PROBLEM ->
Scan the entries for lines with the word "horizon", then copy those lines.

AVAILABLE DATA ->
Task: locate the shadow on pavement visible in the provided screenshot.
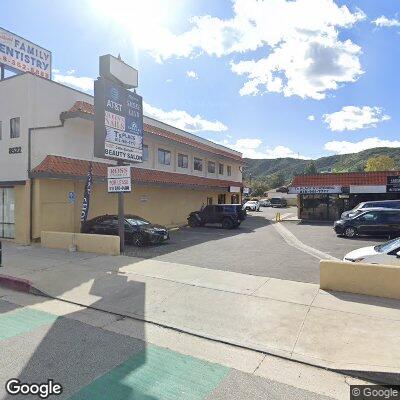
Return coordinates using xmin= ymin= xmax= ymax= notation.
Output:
xmin=125 ymin=213 xmax=270 ymax=259
xmin=0 ymin=268 xmax=153 ymax=399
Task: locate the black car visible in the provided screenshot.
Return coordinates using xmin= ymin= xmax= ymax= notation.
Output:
xmin=187 ymin=204 xmax=246 ymax=229
xmin=270 ymin=197 xmax=287 ymax=208
xmin=334 ymin=209 xmax=400 ymax=238
xmin=82 ymin=214 xmax=170 ymax=246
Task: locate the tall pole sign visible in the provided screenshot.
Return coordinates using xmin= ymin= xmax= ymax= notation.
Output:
xmin=94 ymin=54 xmax=143 ymax=253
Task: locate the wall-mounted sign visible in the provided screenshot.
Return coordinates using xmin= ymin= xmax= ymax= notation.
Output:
xmin=288 ymin=186 xmax=342 ymax=194
xmin=68 ymin=191 xmax=76 ymax=204
xmin=229 ymin=186 xmax=241 ymax=193
xmin=107 ymin=165 xmax=131 ymax=193
xmin=243 ymin=187 xmax=250 ymax=195
xmin=387 ymin=176 xmax=400 ymax=193
xmin=0 ymin=27 xmax=52 ymax=79
xmin=94 ymin=77 xmax=143 ymax=163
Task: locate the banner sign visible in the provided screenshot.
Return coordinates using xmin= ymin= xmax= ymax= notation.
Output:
xmin=0 ymin=27 xmax=52 ymax=79
xmin=288 ymin=186 xmax=342 ymax=194
xmin=387 ymin=176 xmax=400 ymax=193
xmin=94 ymin=78 xmax=143 ymax=163
xmin=107 ymin=165 xmax=131 ymax=193
xmin=80 ymin=163 xmax=93 ymax=227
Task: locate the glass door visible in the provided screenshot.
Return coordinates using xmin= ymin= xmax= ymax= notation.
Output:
xmin=0 ymin=188 xmax=15 ymax=239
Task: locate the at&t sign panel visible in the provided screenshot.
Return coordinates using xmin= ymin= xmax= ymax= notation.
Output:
xmin=94 ymin=78 xmax=143 ymax=163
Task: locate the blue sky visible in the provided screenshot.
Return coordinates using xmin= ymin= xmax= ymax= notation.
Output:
xmin=2 ymin=0 xmax=400 ymax=159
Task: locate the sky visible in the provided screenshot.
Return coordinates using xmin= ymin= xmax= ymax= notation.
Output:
xmin=2 ymin=0 xmax=400 ymax=160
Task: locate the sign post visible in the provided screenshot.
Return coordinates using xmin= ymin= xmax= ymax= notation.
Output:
xmin=94 ymin=55 xmax=142 ymax=254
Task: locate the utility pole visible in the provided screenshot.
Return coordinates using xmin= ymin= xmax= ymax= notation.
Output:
xmin=117 ymin=161 xmax=125 ymax=253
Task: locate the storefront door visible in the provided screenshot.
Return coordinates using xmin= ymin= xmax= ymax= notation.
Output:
xmin=0 ymin=188 xmax=15 ymax=239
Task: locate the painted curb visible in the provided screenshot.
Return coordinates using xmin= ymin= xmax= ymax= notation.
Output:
xmin=0 ymin=274 xmax=43 ymax=294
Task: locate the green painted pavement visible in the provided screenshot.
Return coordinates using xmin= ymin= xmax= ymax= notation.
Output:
xmin=69 ymin=344 xmax=230 ymax=400
xmin=0 ymin=308 xmax=58 ymax=340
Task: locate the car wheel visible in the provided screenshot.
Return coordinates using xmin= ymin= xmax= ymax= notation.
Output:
xmin=133 ymin=233 xmax=146 ymax=247
xmin=188 ymin=217 xmax=200 ymax=227
xmin=222 ymin=218 xmax=234 ymax=229
xmin=344 ymin=227 xmax=357 ymax=238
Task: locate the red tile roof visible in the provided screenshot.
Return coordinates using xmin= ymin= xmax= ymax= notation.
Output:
xmin=68 ymin=101 xmax=243 ymax=162
xmin=31 ymin=155 xmax=243 ymax=190
xmin=291 ymin=171 xmax=400 ymax=186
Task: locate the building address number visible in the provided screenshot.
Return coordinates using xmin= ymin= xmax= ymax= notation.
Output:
xmin=9 ymin=146 xmax=22 ymax=154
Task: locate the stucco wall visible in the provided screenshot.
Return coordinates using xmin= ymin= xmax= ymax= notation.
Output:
xmin=32 ymin=178 xmax=234 ymax=239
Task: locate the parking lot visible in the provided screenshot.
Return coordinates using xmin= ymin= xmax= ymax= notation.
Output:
xmin=126 ymin=206 xmax=386 ymax=284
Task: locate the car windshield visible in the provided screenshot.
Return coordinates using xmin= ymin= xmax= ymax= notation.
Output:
xmin=374 ymin=237 xmax=400 ymax=253
xmin=126 ymin=218 xmax=150 ymax=226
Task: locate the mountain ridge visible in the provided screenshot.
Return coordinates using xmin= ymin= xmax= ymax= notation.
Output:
xmin=243 ymin=147 xmax=400 ymax=185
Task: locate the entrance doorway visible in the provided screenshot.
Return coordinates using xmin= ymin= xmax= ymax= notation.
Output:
xmin=0 ymin=187 xmax=15 ymax=238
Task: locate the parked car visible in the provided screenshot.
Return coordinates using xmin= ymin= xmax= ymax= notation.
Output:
xmin=334 ymin=209 xmax=400 ymax=238
xmin=243 ymin=200 xmax=260 ymax=211
xmin=259 ymin=198 xmax=271 ymax=207
xmin=187 ymin=204 xmax=246 ymax=229
xmin=82 ymin=214 xmax=170 ymax=246
xmin=270 ymin=197 xmax=287 ymax=208
xmin=343 ymin=237 xmax=400 ymax=264
xmin=341 ymin=200 xmax=400 ymax=219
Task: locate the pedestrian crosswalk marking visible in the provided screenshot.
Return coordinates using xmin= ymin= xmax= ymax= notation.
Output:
xmin=69 ymin=344 xmax=229 ymax=400
xmin=0 ymin=307 xmax=58 ymax=340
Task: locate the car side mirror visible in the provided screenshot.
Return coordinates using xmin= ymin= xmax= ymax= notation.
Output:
xmin=396 ymin=251 xmax=400 ymax=259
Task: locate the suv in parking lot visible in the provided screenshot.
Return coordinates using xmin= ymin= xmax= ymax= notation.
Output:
xmin=334 ymin=209 xmax=400 ymax=238
xmin=341 ymin=200 xmax=400 ymax=219
xmin=270 ymin=197 xmax=287 ymax=208
xmin=188 ymin=204 xmax=246 ymax=229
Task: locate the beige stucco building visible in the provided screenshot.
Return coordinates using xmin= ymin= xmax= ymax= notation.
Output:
xmin=0 ymin=73 xmax=243 ymax=244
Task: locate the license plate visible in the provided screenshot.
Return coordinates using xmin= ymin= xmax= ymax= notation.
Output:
xmin=163 ymin=234 xmax=168 ymax=239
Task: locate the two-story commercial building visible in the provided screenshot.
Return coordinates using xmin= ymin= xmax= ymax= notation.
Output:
xmin=0 ymin=73 xmax=243 ymax=244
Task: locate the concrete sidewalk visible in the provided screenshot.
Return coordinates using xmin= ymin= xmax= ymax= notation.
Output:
xmin=2 ymin=241 xmax=400 ymax=379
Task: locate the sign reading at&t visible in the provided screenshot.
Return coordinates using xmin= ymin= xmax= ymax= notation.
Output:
xmin=94 ymin=78 xmax=143 ymax=163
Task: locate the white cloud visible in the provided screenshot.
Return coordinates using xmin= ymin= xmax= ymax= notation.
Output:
xmin=91 ymin=0 xmax=365 ymax=100
xmin=53 ymin=71 xmax=94 ymax=93
xmin=372 ymin=16 xmax=400 ymax=28
xmin=143 ymin=102 xmax=227 ymax=133
xmin=53 ymin=70 xmax=224 ymax=133
xmin=307 ymin=115 xmax=315 ymax=121
xmin=186 ymin=70 xmax=198 ymax=79
xmin=324 ymin=137 xmax=400 ymax=155
xmin=213 ymin=138 xmax=310 ymax=159
xmin=323 ymin=106 xmax=390 ymax=131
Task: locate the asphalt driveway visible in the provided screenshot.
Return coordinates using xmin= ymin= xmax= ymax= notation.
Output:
xmin=125 ymin=207 xmax=388 ymax=284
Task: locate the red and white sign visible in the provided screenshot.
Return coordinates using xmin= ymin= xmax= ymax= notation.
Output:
xmin=107 ymin=166 xmax=131 ymax=192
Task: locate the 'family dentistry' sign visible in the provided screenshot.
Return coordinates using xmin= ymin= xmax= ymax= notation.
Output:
xmin=0 ymin=27 xmax=52 ymax=79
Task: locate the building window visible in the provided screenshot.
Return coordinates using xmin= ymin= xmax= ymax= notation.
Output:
xmin=143 ymin=145 xmax=149 ymax=161
xmin=207 ymin=197 xmax=213 ymax=205
xmin=227 ymin=166 xmax=232 ymax=176
xmin=218 ymin=194 xmax=226 ymax=204
xmin=158 ymin=148 xmax=171 ymax=165
xmin=194 ymin=157 xmax=203 ymax=171
xmin=178 ymin=153 xmax=188 ymax=168
xmin=219 ymin=163 xmax=224 ymax=175
xmin=10 ymin=117 xmax=20 ymax=139
xmin=208 ymin=161 xmax=215 ymax=173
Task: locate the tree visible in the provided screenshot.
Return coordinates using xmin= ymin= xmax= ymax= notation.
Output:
xmin=249 ymin=180 xmax=269 ymax=196
xmin=268 ymin=173 xmax=285 ymax=189
xmin=365 ymin=155 xmax=396 ymax=172
xmin=304 ymin=161 xmax=317 ymax=175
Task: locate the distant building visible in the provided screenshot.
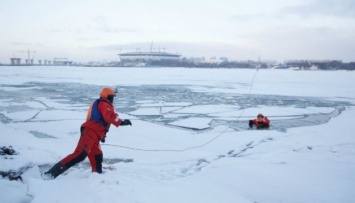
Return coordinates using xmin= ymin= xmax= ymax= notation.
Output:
xmin=10 ymin=58 xmax=21 ymax=65
xmin=187 ymin=57 xmax=206 ymax=65
xmin=219 ymin=57 xmax=229 ymax=64
xmin=207 ymin=57 xmax=218 ymax=64
xmin=53 ymin=58 xmax=73 ymax=66
xmin=43 ymin=60 xmax=51 ymax=65
xmin=25 ymin=59 xmax=34 ymax=65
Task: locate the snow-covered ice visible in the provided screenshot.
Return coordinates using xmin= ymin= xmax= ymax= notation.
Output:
xmin=0 ymin=66 xmax=354 ymax=203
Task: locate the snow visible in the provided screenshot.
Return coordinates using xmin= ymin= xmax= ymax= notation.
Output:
xmin=1 ymin=66 xmax=355 ymax=203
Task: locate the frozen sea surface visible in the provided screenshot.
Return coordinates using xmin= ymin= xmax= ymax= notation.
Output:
xmin=1 ymin=66 xmax=355 ymax=203
xmin=1 ymin=82 xmax=350 ymax=132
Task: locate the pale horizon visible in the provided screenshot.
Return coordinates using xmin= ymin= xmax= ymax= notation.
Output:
xmin=1 ymin=0 xmax=355 ymax=63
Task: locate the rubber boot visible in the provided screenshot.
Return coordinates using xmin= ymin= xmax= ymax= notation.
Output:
xmin=43 ymin=162 xmax=67 ymax=179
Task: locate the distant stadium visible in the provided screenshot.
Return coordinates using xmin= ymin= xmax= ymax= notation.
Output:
xmin=118 ymin=51 xmax=181 ymax=63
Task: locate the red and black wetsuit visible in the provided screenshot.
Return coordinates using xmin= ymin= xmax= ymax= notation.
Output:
xmin=46 ymin=98 xmax=122 ymax=178
xmin=250 ymin=117 xmax=270 ymax=128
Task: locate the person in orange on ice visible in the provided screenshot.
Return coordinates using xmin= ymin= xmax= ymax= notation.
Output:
xmin=44 ymin=87 xmax=132 ymax=179
xmin=249 ymin=113 xmax=270 ymax=128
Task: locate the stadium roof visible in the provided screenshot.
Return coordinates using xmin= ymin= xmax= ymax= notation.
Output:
xmin=118 ymin=52 xmax=181 ymax=57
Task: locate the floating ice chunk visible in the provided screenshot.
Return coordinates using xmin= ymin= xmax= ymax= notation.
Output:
xmin=129 ymin=108 xmax=162 ymax=116
xmin=32 ymin=110 xmax=84 ymax=120
xmin=169 ymin=117 xmax=212 ymax=130
xmin=174 ymin=104 xmax=239 ymax=114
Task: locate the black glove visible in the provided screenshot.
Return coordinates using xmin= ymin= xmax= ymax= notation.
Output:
xmin=101 ymin=136 xmax=106 ymax=143
xmin=120 ymin=119 xmax=132 ymax=126
xmin=248 ymin=120 xmax=253 ymax=128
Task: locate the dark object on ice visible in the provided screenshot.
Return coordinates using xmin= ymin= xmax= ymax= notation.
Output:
xmin=0 ymin=171 xmax=22 ymax=181
xmin=0 ymin=165 xmax=33 ymax=181
xmin=249 ymin=113 xmax=270 ymax=129
xmin=0 ymin=146 xmax=17 ymax=156
xmin=0 ymin=146 xmax=24 ymax=181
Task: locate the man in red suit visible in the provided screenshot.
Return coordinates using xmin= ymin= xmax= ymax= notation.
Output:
xmin=44 ymin=87 xmax=132 ymax=179
xmin=249 ymin=113 xmax=270 ymax=128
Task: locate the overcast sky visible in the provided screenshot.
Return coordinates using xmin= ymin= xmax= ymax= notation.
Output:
xmin=1 ymin=0 xmax=355 ymax=63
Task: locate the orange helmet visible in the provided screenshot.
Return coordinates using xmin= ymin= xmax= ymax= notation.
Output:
xmin=100 ymin=87 xmax=116 ymax=99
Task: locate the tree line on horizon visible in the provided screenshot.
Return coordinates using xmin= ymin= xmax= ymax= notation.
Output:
xmin=141 ymin=59 xmax=355 ymax=70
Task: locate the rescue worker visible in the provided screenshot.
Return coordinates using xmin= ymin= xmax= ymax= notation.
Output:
xmin=43 ymin=87 xmax=132 ymax=179
xmin=249 ymin=113 xmax=270 ymax=128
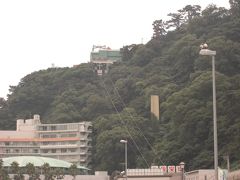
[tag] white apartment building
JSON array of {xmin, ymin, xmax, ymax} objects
[{"xmin": 0, "ymin": 115, "xmax": 92, "ymax": 167}]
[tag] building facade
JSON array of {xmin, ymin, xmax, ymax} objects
[
  {"xmin": 90, "ymin": 45, "xmax": 122, "ymax": 75},
  {"xmin": 0, "ymin": 115, "xmax": 92, "ymax": 167},
  {"xmin": 185, "ymin": 169, "xmax": 228, "ymax": 180}
]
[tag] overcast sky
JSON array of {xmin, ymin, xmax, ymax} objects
[{"xmin": 0, "ymin": 0, "xmax": 230, "ymax": 98}]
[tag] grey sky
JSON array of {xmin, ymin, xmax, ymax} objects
[{"xmin": 0, "ymin": 0, "xmax": 230, "ymax": 98}]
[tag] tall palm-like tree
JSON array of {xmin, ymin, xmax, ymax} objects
[
  {"xmin": 25, "ymin": 163, "xmax": 40, "ymax": 180},
  {"xmin": 69, "ymin": 164, "xmax": 78, "ymax": 180},
  {"xmin": 42, "ymin": 163, "xmax": 55, "ymax": 180},
  {"xmin": 55, "ymin": 168, "xmax": 65, "ymax": 179},
  {"xmin": 0, "ymin": 159, "xmax": 10, "ymax": 180},
  {"xmin": 10, "ymin": 161, "xmax": 24, "ymax": 180}
]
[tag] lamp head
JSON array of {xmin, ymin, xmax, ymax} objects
[
  {"xmin": 200, "ymin": 43, "xmax": 208, "ymax": 49},
  {"xmin": 120, "ymin": 140, "xmax": 127, "ymax": 143},
  {"xmin": 120, "ymin": 171, "xmax": 125, "ymax": 175},
  {"xmin": 179, "ymin": 162, "xmax": 185, "ymax": 169}
]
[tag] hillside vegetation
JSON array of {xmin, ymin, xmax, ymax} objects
[{"xmin": 0, "ymin": 1, "xmax": 240, "ymax": 173}]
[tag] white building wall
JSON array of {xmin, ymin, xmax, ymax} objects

OUTPUT OF THE EXERCISE ->
Task: locate the pale horizon visible in the provided screenshot.
Task: locate the tree line on horizon visible in the provided screenshot.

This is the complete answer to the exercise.